## Task statement:
Rewrite the lines that start at the one containing "patterned oriental rug?" and run through the last line, swapping "dresser drawer" for "cabinet drawer" and leaving everything else unchanged.

Begin The records

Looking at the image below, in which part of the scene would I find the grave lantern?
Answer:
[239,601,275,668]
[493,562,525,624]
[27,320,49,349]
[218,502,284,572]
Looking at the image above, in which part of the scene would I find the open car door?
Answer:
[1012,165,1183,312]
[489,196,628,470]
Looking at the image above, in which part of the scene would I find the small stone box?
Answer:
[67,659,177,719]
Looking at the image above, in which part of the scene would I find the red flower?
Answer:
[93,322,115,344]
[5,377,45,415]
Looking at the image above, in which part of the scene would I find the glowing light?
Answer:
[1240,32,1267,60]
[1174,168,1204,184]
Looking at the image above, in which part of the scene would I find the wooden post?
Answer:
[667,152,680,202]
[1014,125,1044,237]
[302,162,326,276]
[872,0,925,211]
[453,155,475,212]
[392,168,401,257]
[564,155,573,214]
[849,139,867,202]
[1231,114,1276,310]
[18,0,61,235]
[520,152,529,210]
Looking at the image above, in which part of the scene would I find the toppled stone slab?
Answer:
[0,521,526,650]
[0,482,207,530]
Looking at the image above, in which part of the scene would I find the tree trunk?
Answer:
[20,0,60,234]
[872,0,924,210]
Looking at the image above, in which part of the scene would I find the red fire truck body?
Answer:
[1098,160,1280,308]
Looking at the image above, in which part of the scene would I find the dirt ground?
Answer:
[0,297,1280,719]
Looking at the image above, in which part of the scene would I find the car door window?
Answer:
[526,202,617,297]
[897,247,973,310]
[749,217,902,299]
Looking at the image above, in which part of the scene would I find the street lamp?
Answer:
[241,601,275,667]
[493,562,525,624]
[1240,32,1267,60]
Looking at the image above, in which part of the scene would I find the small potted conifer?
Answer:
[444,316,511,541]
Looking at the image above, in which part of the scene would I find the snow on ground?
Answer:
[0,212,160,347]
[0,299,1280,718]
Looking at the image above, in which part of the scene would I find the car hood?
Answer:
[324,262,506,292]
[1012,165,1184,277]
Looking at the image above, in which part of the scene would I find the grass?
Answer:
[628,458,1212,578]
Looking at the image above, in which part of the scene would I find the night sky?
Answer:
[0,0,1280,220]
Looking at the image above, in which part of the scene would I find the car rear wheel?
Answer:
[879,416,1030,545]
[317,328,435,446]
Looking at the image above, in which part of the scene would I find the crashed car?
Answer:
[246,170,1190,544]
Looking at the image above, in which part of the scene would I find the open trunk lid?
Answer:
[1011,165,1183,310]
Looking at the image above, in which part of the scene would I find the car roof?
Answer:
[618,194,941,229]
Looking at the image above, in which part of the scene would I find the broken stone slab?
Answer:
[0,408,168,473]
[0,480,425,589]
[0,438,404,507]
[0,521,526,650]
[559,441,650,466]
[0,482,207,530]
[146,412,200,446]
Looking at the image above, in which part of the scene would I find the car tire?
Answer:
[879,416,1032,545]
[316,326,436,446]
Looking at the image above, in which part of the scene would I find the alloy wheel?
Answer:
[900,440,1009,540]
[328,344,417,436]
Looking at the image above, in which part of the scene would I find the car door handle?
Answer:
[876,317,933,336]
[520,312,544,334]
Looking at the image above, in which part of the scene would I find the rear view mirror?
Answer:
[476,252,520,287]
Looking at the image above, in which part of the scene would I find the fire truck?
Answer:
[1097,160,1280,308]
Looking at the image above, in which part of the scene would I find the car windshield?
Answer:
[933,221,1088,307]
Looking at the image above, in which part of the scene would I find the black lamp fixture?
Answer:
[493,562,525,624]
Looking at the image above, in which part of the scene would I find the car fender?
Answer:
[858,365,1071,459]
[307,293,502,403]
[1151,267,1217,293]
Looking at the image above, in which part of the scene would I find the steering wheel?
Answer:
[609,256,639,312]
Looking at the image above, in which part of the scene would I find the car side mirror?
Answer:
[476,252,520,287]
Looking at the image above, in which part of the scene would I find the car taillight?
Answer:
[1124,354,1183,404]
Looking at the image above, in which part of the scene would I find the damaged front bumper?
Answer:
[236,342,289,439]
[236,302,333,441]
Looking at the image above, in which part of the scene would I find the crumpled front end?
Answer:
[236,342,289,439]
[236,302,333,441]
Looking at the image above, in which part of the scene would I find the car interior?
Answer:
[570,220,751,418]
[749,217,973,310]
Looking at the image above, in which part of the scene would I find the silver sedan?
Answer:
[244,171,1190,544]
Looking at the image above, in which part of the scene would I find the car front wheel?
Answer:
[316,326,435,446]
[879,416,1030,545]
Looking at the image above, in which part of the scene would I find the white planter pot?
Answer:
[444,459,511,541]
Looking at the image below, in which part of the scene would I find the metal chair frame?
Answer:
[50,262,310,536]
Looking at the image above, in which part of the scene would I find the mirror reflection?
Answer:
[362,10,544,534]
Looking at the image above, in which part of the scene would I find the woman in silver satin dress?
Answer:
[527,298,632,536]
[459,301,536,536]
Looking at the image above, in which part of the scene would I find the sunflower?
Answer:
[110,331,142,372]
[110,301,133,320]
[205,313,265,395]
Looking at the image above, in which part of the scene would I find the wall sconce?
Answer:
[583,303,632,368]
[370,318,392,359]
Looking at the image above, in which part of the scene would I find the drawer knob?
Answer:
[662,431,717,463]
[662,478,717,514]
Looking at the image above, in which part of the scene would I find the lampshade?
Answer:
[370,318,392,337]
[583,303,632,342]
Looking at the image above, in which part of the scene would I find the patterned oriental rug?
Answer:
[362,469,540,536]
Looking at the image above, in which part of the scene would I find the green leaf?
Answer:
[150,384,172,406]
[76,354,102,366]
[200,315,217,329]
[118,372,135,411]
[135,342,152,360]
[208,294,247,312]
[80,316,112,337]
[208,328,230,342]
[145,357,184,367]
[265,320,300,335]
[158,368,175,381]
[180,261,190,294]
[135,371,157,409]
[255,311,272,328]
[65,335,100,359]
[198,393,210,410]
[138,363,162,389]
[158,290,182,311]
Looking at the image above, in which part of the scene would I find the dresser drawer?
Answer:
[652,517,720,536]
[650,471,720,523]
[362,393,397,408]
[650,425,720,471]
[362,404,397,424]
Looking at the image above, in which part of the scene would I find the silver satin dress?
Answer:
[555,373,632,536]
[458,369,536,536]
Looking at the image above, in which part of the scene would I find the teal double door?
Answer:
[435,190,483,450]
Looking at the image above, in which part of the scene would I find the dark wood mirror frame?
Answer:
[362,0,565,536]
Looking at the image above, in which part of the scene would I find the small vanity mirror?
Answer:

End The records

## Complete response:
Looking at the image above, in which part of the scene would I find the patterned oriental rug?
Answer:
[362,469,540,536]
Looking at the image above, in which part of the scene would I find the green leaf?
Answer:
[150,384,172,406]
[76,354,102,366]
[200,315,217,329]
[118,372,135,411]
[135,342,152,360]
[208,294,247,312]
[80,316,112,337]
[208,328,230,342]
[145,357,184,367]
[265,320,300,335]
[158,368,175,381]
[180,261,190,294]
[135,371,157,409]
[255,311,272,328]
[65,335,100,359]
[198,393,210,410]
[138,363,162,389]
[158,290,182,311]
Looking at the image above, in which part of the scene would I find the cabinet drawer?
Answer:
[652,517,720,536]
[650,471,720,523]
[362,393,397,408]
[650,425,720,471]
[362,404,397,424]
Looking at the image above, in which part of the scene would I find the silver satin dress?
Answer:
[555,373,632,536]
[458,369,536,536]
Looking at the image above, in which part of the scene would I find the teal double door?
Answer:
[435,190,483,450]
Looking at the image above, in which part of the scene would I find the dark wood mirror frame?
Answer:
[362,0,565,536]
Looking at the image above, in which part of the scene would I find the small vanity mirror?
Answer:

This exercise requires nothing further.